Please identify each line of the records below that contains the word "hair" and copy those lines. Case counts, so a line counts only if the capitalization matches.

Coordinate labeling records
● ● ● ● ●
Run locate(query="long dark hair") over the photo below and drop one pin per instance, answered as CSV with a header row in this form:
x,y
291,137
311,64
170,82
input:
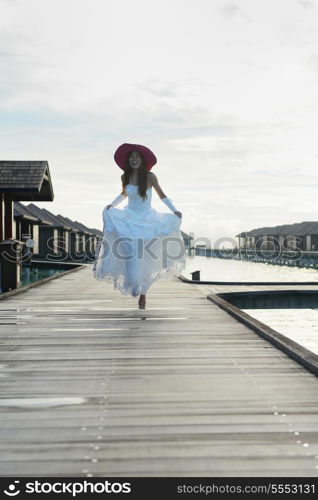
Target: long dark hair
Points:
x,y
142,176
● ● ● ● ●
ANSWER TO THE EXERCISE
Run locate(query="long dark hair") over the photo below and drop one pin per instance, answered as CSV with a header row in this form:
Target: long dark hair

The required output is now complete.